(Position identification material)
--- Start ---

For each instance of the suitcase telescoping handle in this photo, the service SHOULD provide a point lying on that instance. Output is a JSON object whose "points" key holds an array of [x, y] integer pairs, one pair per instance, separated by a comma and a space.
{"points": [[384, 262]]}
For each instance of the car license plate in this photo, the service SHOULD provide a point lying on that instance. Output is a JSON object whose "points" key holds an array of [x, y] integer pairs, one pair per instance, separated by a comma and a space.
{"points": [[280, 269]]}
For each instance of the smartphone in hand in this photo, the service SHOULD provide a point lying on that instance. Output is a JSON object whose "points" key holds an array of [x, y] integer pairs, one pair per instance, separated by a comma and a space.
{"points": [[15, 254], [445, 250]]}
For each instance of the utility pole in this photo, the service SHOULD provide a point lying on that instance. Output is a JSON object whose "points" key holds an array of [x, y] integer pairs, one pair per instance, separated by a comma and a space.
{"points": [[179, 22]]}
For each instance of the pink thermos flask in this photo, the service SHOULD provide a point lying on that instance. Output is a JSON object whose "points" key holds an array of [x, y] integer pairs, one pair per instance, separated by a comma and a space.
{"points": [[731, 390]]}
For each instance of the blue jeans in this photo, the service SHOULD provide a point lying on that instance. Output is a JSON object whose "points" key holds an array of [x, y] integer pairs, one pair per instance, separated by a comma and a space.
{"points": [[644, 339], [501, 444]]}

--- End ---

▸ WHAT TO WORK ON
Can you rescale the material above by writing out every line again, requests included and left unchanged, with each coordinate in the answers multiplied by 1.8 and rounded to a whole number, halves rounding up?

▸ ANSWER FOR THE TASK
For each instance of the suitcase telescoping handle in this photo, the service SHOULD provide a point lying on that instance. Output is a JSON object whose "points" key holds an array of [x, y] integer pairs, one pair per instance, separated by a comma and a space.
{"points": [[691, 472]]}
For each instance of the car license plate in this photo, the service SHOULD provide a point lying on that instance. Output is a JSON object whose "points" key holds an array of [x, y] integer pairs, one pair per instance, separated by a comma and a space.
{"points": [[504, 484]]}
For each instance of the smartphone in hand in this photo, the service SHOULD provide a point lying on that instance. Output is a JSON object whose "points" key holds an array of [x, y] integer pairs, one pair per instance, separated by a comma and a space.
{"points": [[27, 457], [801, 450]]}
For each instance of the utility pole in this photo, the service SHOULD provide a point lying on that instance. Output is a JSON object whose "points" key holds an array of [x, y] integer pairs, one pair per instance, separated by a comma and a space.
{"points": [[322, 40]]}
For each instance of the pink thermos flask in this photo, the service SHOULD provide a point lying on that instance. Output is a JSON object whose "points" key holds an array of [x, y] integer pairs, one pair per instance, separated by a comma and a space.
{"points": [[1316, 702]]}
For each instance of the blue jeans in this photo, the service SHOULD provide a point lying on that instance. Output is a JSON object whose "points" key holds an array of [x, y] integer pairs, one pair per instance, separated by a comma and a space.
{"points": [[1159, 610], [902, 799]]}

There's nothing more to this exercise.